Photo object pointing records

..............................

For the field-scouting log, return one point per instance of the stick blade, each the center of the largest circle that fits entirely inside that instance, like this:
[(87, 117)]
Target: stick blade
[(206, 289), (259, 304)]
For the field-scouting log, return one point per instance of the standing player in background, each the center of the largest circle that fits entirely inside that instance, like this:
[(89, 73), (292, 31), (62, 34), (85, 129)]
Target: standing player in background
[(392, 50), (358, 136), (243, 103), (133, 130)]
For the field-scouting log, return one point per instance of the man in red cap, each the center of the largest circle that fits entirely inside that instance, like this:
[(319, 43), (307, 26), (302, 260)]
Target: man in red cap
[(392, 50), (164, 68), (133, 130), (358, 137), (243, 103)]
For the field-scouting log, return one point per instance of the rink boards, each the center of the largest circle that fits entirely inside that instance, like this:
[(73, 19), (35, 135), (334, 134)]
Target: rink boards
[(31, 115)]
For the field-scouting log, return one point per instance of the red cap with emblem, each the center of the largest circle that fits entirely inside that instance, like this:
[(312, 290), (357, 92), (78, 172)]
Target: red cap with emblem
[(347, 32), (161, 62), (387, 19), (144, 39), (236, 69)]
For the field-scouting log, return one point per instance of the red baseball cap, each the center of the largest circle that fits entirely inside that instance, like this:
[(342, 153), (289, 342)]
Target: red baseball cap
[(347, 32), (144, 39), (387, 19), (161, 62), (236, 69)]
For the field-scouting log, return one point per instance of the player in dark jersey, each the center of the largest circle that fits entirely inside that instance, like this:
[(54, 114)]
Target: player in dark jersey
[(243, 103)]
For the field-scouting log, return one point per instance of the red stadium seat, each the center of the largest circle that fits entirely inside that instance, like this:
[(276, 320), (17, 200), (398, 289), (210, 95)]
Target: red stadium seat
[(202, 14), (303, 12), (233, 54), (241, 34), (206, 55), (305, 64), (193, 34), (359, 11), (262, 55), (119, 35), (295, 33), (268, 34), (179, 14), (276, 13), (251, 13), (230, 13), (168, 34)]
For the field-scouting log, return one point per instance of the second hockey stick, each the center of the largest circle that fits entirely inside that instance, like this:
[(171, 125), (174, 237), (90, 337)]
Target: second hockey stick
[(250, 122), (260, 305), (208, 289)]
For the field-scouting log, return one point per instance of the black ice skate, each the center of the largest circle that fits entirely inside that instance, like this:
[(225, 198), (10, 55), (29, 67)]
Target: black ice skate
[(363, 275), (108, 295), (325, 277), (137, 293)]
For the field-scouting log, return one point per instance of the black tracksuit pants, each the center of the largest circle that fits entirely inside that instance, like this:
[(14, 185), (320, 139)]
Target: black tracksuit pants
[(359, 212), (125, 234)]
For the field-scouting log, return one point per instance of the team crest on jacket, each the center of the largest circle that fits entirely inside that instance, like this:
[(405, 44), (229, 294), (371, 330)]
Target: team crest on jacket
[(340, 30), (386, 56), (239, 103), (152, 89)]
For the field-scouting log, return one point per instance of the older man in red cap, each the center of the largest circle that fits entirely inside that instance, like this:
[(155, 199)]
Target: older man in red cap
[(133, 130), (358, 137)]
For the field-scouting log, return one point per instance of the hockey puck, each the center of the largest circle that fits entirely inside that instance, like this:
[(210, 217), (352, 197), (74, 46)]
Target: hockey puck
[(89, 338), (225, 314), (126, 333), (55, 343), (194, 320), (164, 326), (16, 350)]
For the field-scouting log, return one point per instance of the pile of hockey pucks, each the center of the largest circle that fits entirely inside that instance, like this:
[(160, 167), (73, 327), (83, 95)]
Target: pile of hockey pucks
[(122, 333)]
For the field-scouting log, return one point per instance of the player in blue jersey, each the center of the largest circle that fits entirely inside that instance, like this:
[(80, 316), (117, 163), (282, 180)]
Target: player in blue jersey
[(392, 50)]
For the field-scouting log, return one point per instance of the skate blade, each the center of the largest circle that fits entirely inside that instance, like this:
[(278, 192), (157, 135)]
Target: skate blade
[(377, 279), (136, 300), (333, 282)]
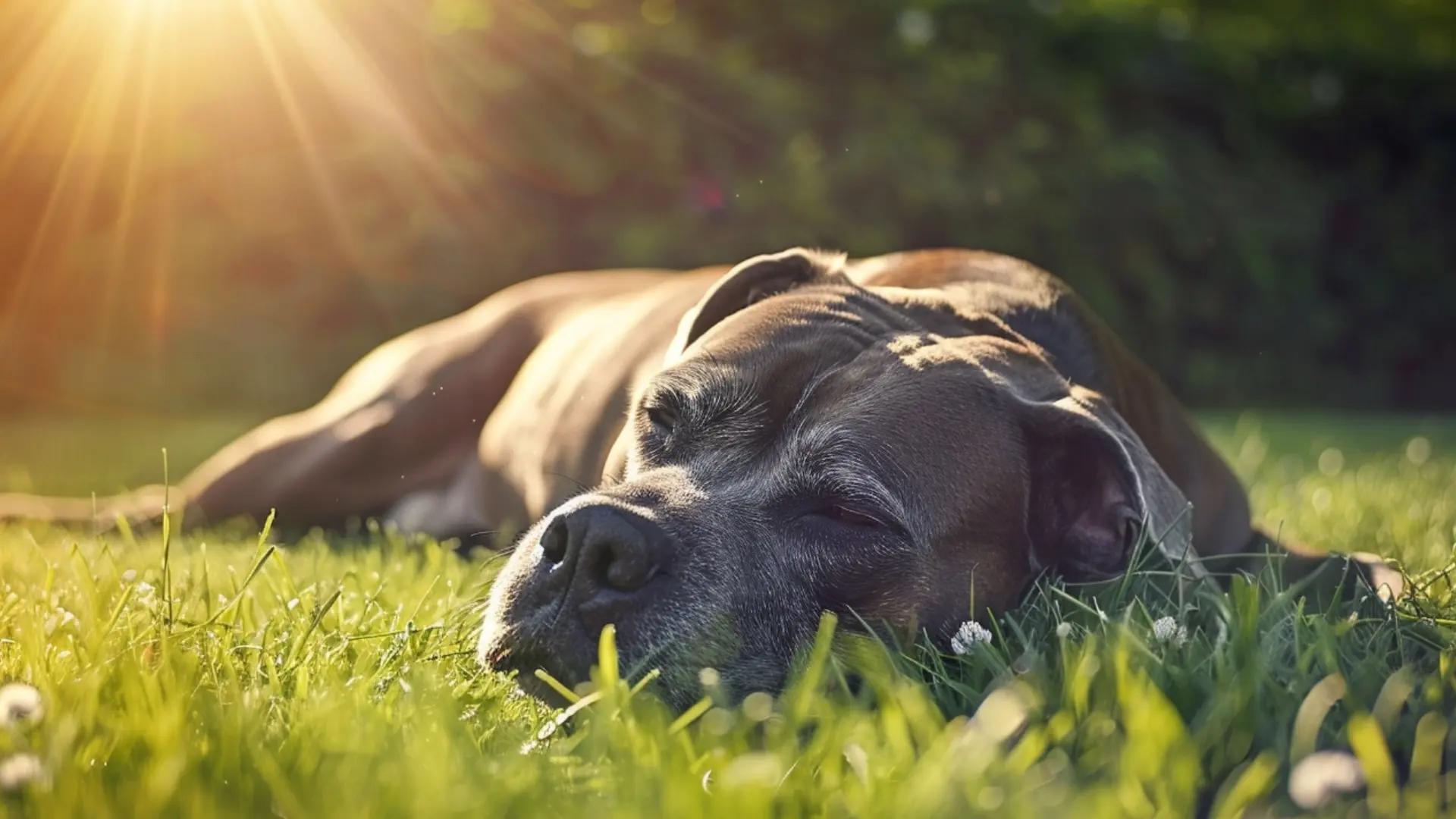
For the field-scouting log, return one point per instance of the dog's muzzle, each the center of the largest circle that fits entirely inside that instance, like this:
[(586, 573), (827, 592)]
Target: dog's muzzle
[(599, 564)]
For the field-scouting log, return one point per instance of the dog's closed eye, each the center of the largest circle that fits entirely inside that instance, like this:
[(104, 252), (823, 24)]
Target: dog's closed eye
[(848, 516)]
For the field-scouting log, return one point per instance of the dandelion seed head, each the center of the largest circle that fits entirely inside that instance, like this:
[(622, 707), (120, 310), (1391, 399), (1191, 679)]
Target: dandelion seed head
[(1168, 630), (20, 703), (968, 635), (1318, 779)]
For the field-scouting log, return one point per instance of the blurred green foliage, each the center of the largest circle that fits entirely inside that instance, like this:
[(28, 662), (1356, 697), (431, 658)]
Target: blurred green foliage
[(1257, 194)]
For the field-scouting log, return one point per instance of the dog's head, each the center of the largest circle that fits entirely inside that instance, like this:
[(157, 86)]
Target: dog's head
[(819, 445)]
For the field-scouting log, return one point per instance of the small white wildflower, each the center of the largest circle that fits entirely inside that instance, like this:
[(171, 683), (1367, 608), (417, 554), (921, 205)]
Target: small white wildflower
[(967, 635), (61, 618), (19, 771), (1168, 630), (1318, 779), (20, 703)]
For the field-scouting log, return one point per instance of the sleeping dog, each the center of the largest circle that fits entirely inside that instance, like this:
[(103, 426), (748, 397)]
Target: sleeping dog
[(893, 436)]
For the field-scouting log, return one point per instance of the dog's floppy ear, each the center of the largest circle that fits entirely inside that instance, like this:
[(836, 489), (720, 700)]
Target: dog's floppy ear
[(1085, 502), (755, 280)]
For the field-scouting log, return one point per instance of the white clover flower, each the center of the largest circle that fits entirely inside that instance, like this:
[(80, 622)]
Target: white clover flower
[(967, 635), (19, 771), (1318, 779), (1168, 630), (19, 703)]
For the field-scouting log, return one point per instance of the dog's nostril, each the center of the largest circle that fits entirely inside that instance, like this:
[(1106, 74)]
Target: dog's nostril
[(607, 550), (628, 566), (555, 539)]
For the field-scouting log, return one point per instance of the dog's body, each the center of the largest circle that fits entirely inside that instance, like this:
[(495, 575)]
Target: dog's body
[(1002, 430)]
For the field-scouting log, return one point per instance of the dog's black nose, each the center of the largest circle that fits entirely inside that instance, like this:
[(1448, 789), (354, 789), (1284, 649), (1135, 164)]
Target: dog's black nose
[(603, 553)]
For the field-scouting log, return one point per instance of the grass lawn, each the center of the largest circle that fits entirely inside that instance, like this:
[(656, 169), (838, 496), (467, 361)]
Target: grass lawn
[(215, 673)]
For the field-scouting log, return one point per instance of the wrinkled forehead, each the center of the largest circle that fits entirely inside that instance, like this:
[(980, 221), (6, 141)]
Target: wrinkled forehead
[(833, 365)]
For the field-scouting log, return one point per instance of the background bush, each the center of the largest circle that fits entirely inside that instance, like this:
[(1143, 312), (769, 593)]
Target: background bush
[(1257, 194)]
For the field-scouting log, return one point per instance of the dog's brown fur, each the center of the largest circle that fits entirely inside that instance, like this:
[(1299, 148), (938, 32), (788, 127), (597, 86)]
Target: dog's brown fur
[(1019, 431)]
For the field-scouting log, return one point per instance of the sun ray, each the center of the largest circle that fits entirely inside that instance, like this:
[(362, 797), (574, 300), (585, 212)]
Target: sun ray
[(344, 235), (131, 184), (98, 114)]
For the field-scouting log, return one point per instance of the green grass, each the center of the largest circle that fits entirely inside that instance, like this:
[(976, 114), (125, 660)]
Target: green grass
[(213, 673)]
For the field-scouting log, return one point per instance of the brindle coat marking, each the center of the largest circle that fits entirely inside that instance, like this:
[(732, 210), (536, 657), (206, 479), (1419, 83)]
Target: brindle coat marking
[(889, 436)]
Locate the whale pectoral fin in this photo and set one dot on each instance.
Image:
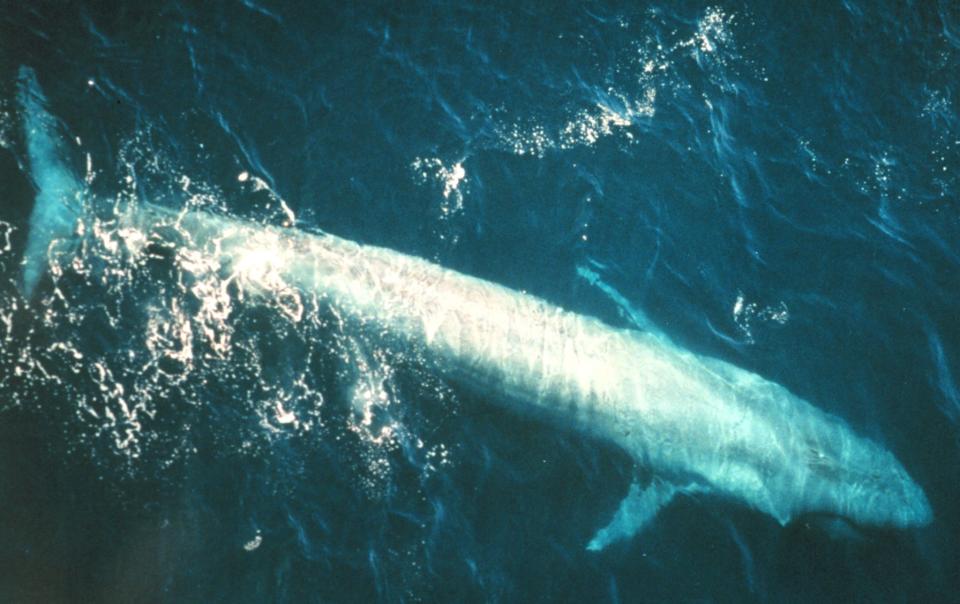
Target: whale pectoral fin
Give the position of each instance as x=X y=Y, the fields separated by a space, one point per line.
x=637 y=509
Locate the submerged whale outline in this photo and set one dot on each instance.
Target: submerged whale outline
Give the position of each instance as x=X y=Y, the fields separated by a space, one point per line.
x=701 y=425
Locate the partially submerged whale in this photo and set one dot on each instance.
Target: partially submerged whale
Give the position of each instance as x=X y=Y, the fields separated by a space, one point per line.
x=698 y=424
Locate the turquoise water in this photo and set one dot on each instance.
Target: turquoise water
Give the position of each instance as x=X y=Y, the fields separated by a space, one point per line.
x=772 y=184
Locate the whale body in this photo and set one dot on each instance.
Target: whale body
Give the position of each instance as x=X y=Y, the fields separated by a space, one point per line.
x=696 y=423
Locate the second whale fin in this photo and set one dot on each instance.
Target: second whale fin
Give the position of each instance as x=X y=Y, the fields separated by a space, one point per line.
x=637 y=510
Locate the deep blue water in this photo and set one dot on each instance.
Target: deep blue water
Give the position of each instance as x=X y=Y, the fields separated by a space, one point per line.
x=773 y=184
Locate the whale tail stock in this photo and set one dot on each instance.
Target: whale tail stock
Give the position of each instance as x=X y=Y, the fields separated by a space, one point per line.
x=56 y=205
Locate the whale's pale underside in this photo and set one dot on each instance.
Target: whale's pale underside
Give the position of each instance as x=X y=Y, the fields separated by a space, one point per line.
x=697 y=424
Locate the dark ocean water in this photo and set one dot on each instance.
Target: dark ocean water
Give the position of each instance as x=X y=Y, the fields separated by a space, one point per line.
x=776 y=184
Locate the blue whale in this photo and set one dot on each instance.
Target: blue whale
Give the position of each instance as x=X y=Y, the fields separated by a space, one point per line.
x=696 y=424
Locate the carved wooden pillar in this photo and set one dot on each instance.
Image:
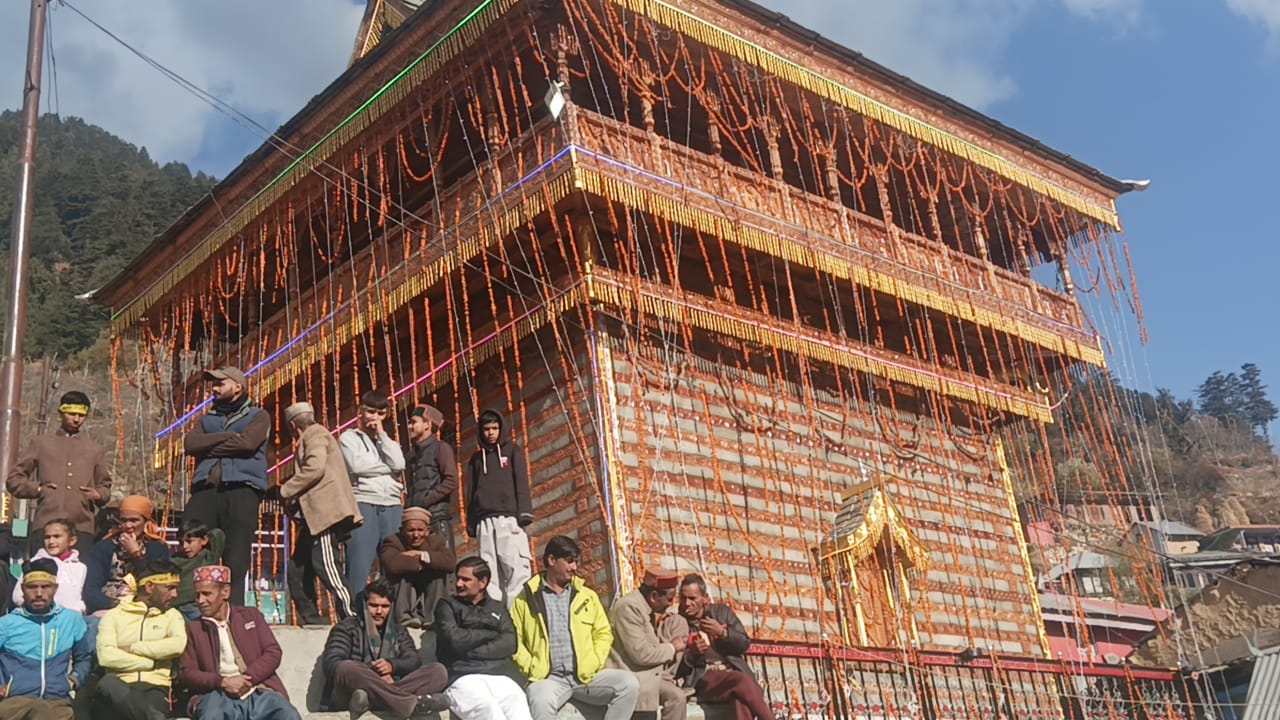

..............................

Aim of the task:
Please copy everything above from the line containing "the dog's closed" down to the line containing "[(1085, 502), (755, 280)]", including both of those lines and changing nothing.

Task output:
For the field-scouting log, return one point per instance of the dog's closed eye, each the center of the largest circle that fits entirely inside that instance, like this:
[(104, 252), (823, 24)]
Target: dog's closed eye
[(848, 516)]
For the field-scouting log, return one point per instance of the dandelion seed head, each the center of the largest circle that fits entirely inside that instance, like this:
[(622, 707), (120, 310), (1391, 399), (1191, 679)]
Target: dandelion seed head
[(1168, 630), (20, 703), (968, 635), (1318, 779)]
For the field-scouting log, return one point per instance of the blurred green foliage, each the center of the largest circle that fits entirely inside that instance, like this:
[(28, 662), (1356, 697), (431, 658)]
Target: blurred green foliage
[(1257, 194)]
For the field-scouting log, return one point per instance of the dog's head, each the center of the largest circle that fits entirely inside that instance, like this:
[(157, 86)]
Target: dog's head
[(819, 445)]
For the field-scouting log, return one point per instance of the small white wildflower, each the center of the largest circle that fits entirely inside that instance, like this:
[(171, 683), (1367, 608), (417, 554), (921, 205)]
Target: small white wildflower
[(967, 635), (61, 618), (19, 771), (1168, 630), (1318, 779), (20, 703)]
For the field-scouting log, return one point per instance of the sleeping dog, each the center of the largest circle that fits entirely inside that instance, like this:
[(103, 426), (748, 397)]
Target: sleeping dog
[(893, 436)]
For the field-scouting log, return one point per instance of the dog's floppy ear, each the center of the largest circle that fits entirely inside that instance, like this:
[(836, 489), (720, 700)]
Target: dog's floppy ear
[(1085, 502), (755, 280)]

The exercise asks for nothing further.